▸ **Document extract**:
════

This huge ship was again sunk by Exocet missiles, again the Aircraft remained over the horizon and unseen by Radar. It was reported that the missiles were heading for the Flagship, but at the last moment the ship’s automatically fired Corvus Chaff Rockets were deployed which deflected the missiles from their intended target The missiles had time to re-acquire a new target which turned out to be the Atlantic Conveyor, which was destroyed.
Obviously there was no ‘Complete protection against attack’, the Sheffield had been lost, now most of the stores had joined her at the bottom of the Atlantic….. How close the Argentineans had come to Victory and the taking of the Falklands we shall never know, had the Flagship been sunk with her aircraft and possible huge loss of life…. ?
Admiral Woodward promptly dispersed his Fleet and sent most of them to the north east and out of range of the enemy, he brought them back when needed to protect the infantry landings. It was inevitable that more good men and fine ships would be lost as they came within range of short range bombers.

════

Referring expression data:

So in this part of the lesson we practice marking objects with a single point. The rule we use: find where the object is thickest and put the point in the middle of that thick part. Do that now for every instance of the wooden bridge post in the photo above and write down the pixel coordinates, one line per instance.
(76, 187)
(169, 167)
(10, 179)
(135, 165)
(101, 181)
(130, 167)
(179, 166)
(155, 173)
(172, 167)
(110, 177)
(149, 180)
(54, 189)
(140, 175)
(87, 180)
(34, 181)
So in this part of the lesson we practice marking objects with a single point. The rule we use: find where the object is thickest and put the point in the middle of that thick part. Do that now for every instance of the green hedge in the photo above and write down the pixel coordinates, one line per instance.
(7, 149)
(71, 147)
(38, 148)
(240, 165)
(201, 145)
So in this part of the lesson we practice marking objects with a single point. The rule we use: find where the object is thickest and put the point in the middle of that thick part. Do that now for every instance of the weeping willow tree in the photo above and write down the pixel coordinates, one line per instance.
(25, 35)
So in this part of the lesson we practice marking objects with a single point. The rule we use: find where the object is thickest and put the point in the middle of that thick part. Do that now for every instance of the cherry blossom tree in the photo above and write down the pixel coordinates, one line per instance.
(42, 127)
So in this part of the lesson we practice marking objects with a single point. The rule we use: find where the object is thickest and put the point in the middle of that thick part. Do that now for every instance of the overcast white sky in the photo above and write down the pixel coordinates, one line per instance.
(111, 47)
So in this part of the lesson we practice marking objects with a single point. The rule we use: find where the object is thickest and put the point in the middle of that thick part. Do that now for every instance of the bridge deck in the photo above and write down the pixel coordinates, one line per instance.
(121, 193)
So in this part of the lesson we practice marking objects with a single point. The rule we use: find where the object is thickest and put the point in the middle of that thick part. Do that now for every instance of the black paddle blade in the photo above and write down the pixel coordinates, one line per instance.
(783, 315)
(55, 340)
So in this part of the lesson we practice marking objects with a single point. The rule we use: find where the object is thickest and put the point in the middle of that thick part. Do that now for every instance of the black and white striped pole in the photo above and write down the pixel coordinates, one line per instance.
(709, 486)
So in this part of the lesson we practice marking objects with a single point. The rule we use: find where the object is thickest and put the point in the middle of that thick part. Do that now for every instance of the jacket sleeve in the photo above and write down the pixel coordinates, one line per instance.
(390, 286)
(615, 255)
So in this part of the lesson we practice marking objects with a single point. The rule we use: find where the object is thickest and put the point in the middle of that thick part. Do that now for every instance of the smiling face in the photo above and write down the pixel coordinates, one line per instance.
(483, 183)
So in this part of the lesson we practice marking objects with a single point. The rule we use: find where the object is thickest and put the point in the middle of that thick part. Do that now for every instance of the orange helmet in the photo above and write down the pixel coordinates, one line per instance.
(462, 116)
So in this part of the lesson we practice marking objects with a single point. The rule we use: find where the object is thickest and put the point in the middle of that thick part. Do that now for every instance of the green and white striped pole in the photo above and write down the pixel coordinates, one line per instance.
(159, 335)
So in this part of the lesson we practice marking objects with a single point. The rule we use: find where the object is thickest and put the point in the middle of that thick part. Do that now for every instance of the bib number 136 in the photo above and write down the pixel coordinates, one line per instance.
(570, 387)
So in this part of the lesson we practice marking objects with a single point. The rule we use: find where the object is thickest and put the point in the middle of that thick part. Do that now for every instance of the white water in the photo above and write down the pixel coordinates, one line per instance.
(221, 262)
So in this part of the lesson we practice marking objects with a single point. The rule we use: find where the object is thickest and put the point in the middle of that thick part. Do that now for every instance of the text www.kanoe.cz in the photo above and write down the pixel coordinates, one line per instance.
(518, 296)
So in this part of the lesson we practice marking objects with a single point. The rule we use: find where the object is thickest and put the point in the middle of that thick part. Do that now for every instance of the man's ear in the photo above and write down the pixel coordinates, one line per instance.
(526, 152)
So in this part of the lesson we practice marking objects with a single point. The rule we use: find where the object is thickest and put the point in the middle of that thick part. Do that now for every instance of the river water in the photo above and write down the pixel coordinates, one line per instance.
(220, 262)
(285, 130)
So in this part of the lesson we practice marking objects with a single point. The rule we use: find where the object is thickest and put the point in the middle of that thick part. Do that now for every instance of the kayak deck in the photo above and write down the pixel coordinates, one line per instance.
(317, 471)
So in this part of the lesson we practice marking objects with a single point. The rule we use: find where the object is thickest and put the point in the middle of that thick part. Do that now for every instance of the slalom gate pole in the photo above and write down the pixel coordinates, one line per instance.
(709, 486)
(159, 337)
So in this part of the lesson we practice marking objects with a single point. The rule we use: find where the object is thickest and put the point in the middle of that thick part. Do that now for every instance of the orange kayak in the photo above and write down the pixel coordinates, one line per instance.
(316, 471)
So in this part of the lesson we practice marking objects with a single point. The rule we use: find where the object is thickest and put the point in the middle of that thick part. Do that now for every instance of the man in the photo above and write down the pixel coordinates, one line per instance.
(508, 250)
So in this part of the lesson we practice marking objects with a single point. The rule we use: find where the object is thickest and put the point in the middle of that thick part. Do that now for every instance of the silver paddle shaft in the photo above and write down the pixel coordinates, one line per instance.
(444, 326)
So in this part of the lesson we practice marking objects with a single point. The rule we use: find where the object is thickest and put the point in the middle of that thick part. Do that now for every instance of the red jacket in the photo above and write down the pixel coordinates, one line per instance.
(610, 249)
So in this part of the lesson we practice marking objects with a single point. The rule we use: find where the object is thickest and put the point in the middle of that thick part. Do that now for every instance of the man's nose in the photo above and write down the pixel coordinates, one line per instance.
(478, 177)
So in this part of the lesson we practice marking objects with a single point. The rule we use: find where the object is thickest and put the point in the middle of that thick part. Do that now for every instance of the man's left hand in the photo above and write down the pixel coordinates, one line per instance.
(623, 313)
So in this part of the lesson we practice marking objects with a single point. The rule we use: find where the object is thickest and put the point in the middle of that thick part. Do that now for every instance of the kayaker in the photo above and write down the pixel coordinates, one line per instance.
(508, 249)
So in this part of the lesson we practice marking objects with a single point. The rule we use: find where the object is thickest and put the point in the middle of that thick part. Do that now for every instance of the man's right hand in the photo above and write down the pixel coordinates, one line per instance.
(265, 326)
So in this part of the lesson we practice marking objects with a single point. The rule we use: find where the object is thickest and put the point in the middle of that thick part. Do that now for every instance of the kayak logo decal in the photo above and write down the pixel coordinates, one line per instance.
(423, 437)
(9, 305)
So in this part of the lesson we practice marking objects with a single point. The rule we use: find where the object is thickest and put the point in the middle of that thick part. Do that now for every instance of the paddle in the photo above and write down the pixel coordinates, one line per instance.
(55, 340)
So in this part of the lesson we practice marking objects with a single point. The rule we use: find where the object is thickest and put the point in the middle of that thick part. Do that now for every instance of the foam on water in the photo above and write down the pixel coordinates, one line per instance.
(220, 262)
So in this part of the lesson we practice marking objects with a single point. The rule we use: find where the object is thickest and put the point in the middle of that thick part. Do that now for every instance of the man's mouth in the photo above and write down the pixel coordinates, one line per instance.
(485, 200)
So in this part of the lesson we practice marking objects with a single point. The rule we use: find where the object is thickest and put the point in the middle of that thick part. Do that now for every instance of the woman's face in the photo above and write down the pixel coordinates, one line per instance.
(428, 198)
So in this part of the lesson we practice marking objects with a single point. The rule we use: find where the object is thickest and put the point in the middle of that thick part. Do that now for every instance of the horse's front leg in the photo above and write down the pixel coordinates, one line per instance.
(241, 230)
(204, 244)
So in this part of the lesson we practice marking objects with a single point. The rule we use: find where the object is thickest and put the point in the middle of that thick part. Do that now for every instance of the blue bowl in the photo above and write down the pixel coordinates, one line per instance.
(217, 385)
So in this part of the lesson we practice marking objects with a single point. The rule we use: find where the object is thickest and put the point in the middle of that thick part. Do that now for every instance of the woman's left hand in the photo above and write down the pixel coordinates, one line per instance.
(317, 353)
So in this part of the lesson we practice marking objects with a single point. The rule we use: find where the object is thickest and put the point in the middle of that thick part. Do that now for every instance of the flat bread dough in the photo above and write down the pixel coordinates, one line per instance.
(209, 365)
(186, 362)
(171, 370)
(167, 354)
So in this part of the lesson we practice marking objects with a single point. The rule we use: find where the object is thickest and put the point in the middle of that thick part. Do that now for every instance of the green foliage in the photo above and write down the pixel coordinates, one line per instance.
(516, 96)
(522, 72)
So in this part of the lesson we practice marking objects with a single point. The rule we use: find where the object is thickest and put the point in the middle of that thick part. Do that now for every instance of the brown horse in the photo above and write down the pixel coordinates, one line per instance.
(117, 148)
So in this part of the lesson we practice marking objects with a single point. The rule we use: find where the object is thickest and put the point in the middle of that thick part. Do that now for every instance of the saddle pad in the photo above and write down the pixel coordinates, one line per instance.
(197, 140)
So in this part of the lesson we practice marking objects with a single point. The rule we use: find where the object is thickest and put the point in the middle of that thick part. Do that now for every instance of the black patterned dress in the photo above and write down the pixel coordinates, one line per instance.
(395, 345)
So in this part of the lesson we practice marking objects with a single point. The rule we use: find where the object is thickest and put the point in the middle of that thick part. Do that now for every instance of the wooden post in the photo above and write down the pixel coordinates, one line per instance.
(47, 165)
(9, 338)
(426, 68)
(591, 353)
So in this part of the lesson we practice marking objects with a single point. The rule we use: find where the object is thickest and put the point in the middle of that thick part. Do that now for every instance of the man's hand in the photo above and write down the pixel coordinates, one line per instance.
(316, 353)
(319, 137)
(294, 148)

════

▸ **Tasks for this exercise**:
1. Do the following statements agree with the Falklands excerpt? Answer yes or no for each, quoting the words of the excerpt that decide it.
(a) The missiles were reportedly heading for the Flagship.
(b) The aircraft that fired the missiles were picked up by Radar.
(c) Admiral Woodward sent most of his Fleet to the south west.
2. According to the Falklands excerpt, what deflected the missiles from the Flagship?

▸ **Answers to this exercise**:
1.
(a) Yes: "It was reported that the missiles were heading for the Flagship"
(b) No: "the Aircraft remained over the horizon and unseen by Radar"
(c) No: "sent most of them to the north east and out of range of the enemy"

2. The ship's automatically fired Corvus Chaff Rockets.